## YOUR TASK
Exactness is required throughout. Return every record once more.

Top of DATA TO USE

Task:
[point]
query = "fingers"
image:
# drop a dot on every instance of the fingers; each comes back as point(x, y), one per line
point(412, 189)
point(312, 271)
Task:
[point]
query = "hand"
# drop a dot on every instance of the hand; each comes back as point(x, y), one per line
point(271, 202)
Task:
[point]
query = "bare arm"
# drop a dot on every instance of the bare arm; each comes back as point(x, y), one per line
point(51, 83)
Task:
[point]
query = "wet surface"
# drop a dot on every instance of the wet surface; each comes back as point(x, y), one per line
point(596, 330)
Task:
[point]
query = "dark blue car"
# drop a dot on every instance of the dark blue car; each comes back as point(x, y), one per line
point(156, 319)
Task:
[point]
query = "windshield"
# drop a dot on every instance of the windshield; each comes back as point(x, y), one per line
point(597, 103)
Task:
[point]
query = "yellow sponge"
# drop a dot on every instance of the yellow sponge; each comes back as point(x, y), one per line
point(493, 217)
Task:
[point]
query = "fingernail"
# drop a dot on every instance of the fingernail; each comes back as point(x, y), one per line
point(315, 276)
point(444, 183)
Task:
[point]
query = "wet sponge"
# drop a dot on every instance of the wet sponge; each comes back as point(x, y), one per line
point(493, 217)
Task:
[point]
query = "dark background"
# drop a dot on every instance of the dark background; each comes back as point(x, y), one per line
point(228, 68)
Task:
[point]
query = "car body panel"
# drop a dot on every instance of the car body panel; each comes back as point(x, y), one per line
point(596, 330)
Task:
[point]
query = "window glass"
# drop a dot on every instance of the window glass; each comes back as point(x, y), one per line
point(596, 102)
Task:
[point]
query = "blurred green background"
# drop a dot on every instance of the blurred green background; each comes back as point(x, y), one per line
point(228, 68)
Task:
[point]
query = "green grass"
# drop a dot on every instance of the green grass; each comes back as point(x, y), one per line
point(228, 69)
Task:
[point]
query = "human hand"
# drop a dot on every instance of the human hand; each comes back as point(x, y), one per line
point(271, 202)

Bottom of DATA TO USE

## WRITTEN RESPONSE
Task:
[point]
query = "fingers"
image:
# drop a dot on every instance of the fingers; each comes back as point(x, y), one per line
point(412, 189)
point(312, 271)
Task:
[point]
query = "hand"
# drop a dot on every instance of the hand; each comes back as point(x, y), one per line
point(271, 202)
Task:
[point]
query = "bare arm"
# drop a dot on every instance of the bare arm; each comes back as point(x, y), one per line
point(51, 83)
Task:
[point]
query = "wet surface"
# drop a dot on every instance of the wet surface; each comes back as point(x, y), one per line
point(596, 330)
Task:
[point]
query = "dark blue car"
# drop a dot on every instance of the dark blue car; each comes back as point(x, y), one per line
point(156, 319)
Task:
[point]
query = "windshield"
# drop a dot on every instance of the windshield; each comes back as point(x, y), one per line
point(597, 103)
Task:
[point]
query = "yellow sponge"
# drop a dot on every instance of the yellow sponge; each comes back as point(x, y), one per line
point(493, 217)
Task:
[point]
query = "fingernail"
# drop a dot on every instance of the fingernail; each comes back as point(x, y), one per line
point(315, 276)
point(444, 183)
Task:
[point]
query = "wet sponge"
# drop a dot on every instance of the wet sponge; each comes back as point(x, y), one per line
point(493, 217)
Task:
[point]
query = "dark background"
# drop a dot on every instance of the dark background; each comes back as point(x, y), one per line
point(228, 68)
Task:
[point]
query = "car body panel"
# drop a dot on every instance of the car body panel; each comes back as point(x, y), one per line
point(596, 330)
Task:
[point]
query = "window glass"
# drop a dot on every instance of the window glass; each comes back as point(x, y), one per line
point(596, 102)
Task:
[point]
query = "blurred green background"
# drop a dot on every instance of the blurred green background; each comes back as point(x, y), one per line
point(228, 68)
Task:
[point]
query = "green grass"
# drop a dot on every instance of the green grass; each comes back as point(x, y), one per line
point(228, 69)
Task:
[point]
query = "human hand"
# drop a dot on every instance of the human hand; each comes back as point(x, y), one per line
point(271, 202)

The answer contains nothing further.